== Exercise prompt ==
Give an exact copy of every entry.

[Dataset entries]

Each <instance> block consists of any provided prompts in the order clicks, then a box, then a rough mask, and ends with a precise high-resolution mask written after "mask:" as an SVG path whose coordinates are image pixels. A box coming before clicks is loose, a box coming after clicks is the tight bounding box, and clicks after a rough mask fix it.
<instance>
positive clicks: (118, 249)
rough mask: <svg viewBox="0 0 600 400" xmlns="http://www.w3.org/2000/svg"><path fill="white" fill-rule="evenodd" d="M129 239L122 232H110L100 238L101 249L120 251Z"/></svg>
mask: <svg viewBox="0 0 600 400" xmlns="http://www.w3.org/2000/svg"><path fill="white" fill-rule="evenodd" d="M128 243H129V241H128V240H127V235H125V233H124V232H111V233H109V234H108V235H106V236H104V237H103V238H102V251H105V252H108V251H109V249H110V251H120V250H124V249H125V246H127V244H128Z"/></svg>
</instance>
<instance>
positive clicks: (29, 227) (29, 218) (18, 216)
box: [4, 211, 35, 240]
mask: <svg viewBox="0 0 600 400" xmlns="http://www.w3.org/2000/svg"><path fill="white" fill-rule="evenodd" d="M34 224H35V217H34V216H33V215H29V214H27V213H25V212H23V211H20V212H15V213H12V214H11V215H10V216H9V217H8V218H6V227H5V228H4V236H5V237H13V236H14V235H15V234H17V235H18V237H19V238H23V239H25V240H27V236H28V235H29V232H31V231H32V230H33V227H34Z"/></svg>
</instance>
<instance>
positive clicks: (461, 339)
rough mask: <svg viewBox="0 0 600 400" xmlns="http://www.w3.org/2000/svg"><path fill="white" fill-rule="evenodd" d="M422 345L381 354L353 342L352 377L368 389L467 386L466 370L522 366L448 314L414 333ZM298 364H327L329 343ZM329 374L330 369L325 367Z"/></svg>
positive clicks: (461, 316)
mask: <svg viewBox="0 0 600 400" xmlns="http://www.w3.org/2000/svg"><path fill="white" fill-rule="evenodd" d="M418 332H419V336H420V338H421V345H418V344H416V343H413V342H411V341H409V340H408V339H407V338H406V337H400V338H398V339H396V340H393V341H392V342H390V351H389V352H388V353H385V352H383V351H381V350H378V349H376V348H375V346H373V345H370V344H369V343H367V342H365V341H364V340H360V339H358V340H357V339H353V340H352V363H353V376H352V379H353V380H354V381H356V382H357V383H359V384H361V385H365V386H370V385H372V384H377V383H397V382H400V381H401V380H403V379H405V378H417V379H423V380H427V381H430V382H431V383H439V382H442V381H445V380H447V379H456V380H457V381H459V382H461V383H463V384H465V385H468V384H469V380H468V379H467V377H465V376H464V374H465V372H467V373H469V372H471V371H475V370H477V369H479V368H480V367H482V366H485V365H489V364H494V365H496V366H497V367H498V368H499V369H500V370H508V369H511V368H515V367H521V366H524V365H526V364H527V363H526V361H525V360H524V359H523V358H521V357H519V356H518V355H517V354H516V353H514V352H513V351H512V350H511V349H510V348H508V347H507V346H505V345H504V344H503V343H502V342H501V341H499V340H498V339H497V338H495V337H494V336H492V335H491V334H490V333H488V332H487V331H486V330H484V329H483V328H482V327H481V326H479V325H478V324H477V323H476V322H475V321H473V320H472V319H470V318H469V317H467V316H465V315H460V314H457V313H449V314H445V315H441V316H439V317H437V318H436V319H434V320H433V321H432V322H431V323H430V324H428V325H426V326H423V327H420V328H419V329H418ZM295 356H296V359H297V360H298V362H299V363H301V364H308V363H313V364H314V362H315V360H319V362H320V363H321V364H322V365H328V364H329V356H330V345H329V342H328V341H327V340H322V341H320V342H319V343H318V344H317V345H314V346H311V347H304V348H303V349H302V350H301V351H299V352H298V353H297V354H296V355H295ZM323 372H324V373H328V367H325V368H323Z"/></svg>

== Exercise output ==
Each <instance> block consists of any provided prompts in the order clicks, then a box, then a rough mask, and ends with a precise high-resolution mask written after "mask:" as an SVG path whose coordinates are image pixels. A box coming before clicks is loose, a box coming after clicks is the tight bounding box, and clicks after a rough mask fix it.
<instance>
positive clicks: (118, 249)
rough mask: <svg viewBox="0 0 600 400" xmlns="http://www.w3.org/2000/svg"><path fill="white" fill-rule="evenodd" d="M129 239L122 232H110L100 238L101 249L120 251Z"/></svg>
mask: <svg viewBox="0 0 600 400" xmlns="http://www.w3.org/2000/svg"><path fill="white" fill-rule="evenodd" d="M128 243H129V241H128V240H127V235H125V233H124V232H111V233H109V234H108V235H106V236H104V237H103V238H102V251H105V252H108V251H109V249H110V251H120V250H124V249H125V246H127V244H128Z"/></svg>
</instance>
<instance>
positive clicks: (29, 227) (29, 218) (18, 216)
box: [4, 211, 35, 240]
mask: <svg viewBox="0 0 600 400" xmlns="http://www.w3.org/2000/svg"><path fill="white" fill-rule="evenodd" d="M34 224H35V217H34V216H33V215H29V214H27V213H25V212H23V211H20V212H15V213H12V214H11V215H10V216H9V217H8V218H6V227H5V228H4V236H5V237H13V236H14V235H15V234H17V235H18V237H19V238H23V239H25V240H27V236H28V235H29V232H31V231H32V230H33V227H34Z"/></svg>
</instance>
<instance>
positive clicks: (461, 339)
rough mask: <svg viewBox="0 0 600 400" xmlns="http://www.w3.org/2000/svg"><path fill="white" fill-rule="evenodd" d="M422 345L381 354L353 342L352 377L368 389L467 386L466 370L522 366L448 314L414 333ZM298 364H327L329 343ZM329 374L330 369L325 367Z"/></svg>
positive clicks: (461, 316)
mask: <svg viewBox="0 0 600 400" xmlns="http://www.w3.org/2000/svg"><path fill="white" fill-rule="evenodd" d="M418 332H419V336H420V338H421V345H418V344H416V343H413V342H411V341H409V340H408V339H407V338H406V337H400V338H398V339H396V340H393V341H392V342H390V351H389V352H388V353H385V352H383V351H381V350H378V349H376V348H375V346H373V345H370V344H369V343H367V342H365V341H364V340H360V339H358V340H357V339H353V340H352V363H353V376H352V379H353V380H354V381H356V382H357V383H359V384H361V385H365V386H370V385H372V384H377V383H397V382H400V381H401V380H403V379H405V378H417V379H423V380H427V381H430V382H431V383H439V382H442V381H445V380H447V379H456V380H457V381H459V382H461V383H463V384H465V385H468V384H469V380H468V379H467V377H465V376H464V374H465V372H467V373H469V372H471V371H475V370H477V369H479V368H480V367H482V366H485V365H489V364H494V365H496V366H497V367H498V368H499V369H500V370H508V369H511V368H515V367H521V366H524V365H526V364H527V363H526V361H525V360H524V359H523V358H521V357H519V356H518V355H517V354H516V353H514V352H513V351H512V350H511V349H510V348H508V347H507V346H505V345H504V344H503V343H502V342H501V341H499V340H498V339H497V338H495V337H494V336H492V335H491V334H490V333H488V332H487V331H486V330H484V329H483V328H482V327H481V326H479V325H478V324H477V323H476V322H475V321H473V320H472V319H470V318H469V317H467V316H465V315H460V314H457V313H449V314H445V315H441V316H439V317H437V318H436V319H434V320H433V321H432V322H431V323H430V324H428V325H426V326H423V327H420V328H419V329H418ZM295 356H296V359H297V360H298V362H299V363H301V364H308V363H313V364H314V362H315V360H319V362H320V363H321V364H322V365H328V364H329V356H330V345H329V342H328V341H327V340H322V341H320V342H319V343H318V344H317V345H314V346H311V347H304V348H303V349H302V350H301V351H299V352H298V353H297V354H296V355H295ZM323 372H324V373H328V367H325V368H323Z"/></svg>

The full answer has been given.